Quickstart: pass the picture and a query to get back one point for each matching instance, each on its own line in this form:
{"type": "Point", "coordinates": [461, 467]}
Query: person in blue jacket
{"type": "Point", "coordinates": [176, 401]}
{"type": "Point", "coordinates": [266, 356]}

• • •

▶ **WHAT IS NEEDED**:
None of the records may be left out; each is to be restated exactly.

▶ **EXERCISE OUTPUT**:
Quickstart: pass the picture and a query to get back one point for each matching instance, each on its own line in this form:
{"type": "Point", "coordinates": [461, 467]}
Query: person in blue jacket
{"type": "Point", "coordinates": [176, 401]}
{"type": "Point", "coordinates": [266, 356]}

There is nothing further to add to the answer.